_Article_:

#####

Fromathèque

Lorsque l’on vient du Chablais pour se rendre en France ou en Italie, à Chamonix ou à Aoste, on contourne la ville de Martigny (VS) et on aboutit invariablement à un rond-point orné (?) d’une sculpture multicolore et aussi incongrue qu’un entraîneur du FC Sion encore en activité après trois défaites.

Ce rond-point cache, derrière une grande station-service ENI en bordure de la route du Grand-St.Bernard, un magasin très mal mis en valeur appelé la Fromathèque. Pour y accéder en voiture, la manière la plus pratique est de sortir du rond-point en direction du col de la Forclaz, et d’obliquer immédiatement à gauche en direction de Plan-Cerisier, une route qui s’appelle joliment « Route du Soleil Levant ». Un parking à une centaine de mètres à droite permet de ranger son véhicule, car il semble que l’accès en transports publics n’aie pas été spécialement prévu.

#####

_Consignes_:
1. D'après l'article sur la Fromathèque, vers quels pays et quelles villes se rend-on quand on vient du Chablais ? Donnez-les tous.
2. Poursuivez l'article sur la Fromathèque en quelques phrases, juste après la dernière phrase.

_Données_:

#####

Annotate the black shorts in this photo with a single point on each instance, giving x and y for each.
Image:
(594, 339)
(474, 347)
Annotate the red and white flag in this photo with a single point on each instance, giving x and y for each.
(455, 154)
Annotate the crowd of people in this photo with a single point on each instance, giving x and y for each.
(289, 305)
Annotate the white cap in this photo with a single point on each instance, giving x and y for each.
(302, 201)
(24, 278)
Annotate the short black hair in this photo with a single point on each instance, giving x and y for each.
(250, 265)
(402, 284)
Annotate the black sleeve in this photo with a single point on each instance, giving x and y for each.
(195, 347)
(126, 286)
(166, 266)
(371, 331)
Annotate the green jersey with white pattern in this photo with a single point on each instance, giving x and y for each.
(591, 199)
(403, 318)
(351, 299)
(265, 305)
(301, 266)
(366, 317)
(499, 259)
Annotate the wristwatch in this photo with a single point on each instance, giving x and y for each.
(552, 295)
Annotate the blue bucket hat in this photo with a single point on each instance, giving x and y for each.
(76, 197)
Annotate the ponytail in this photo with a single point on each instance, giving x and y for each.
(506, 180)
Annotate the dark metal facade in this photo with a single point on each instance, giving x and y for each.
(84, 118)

#####

_Réponses_:
1. France, Italie, Chamonix, Aoste

2.
Pourquoi vous parler de ce magasin ? Il se trouve qu’il propose une quantité appréciable de produits locaux de qualité vraiment très intéressante. Si par hasard, vous y parvenez, demandez à goûter le patéro… Un pâté apéritif de chasse sublime, une vraie tuerie. Et l’étalage propose une magnifique sélection de fromages et de spécialités du Valais, ainsi que quelques-uns des meilleurs vins du canton. Il pourrait servir de vitrine régionale aux automobilistes venant de France et d’Italie, s’il était mieux mis en évidence; mais il est pratiquement invisible de la route, et ne bénéficie d’aucune publicité particulière. Dommage; mais peut-être ne se soucie-t-on guère des clients étrangers ?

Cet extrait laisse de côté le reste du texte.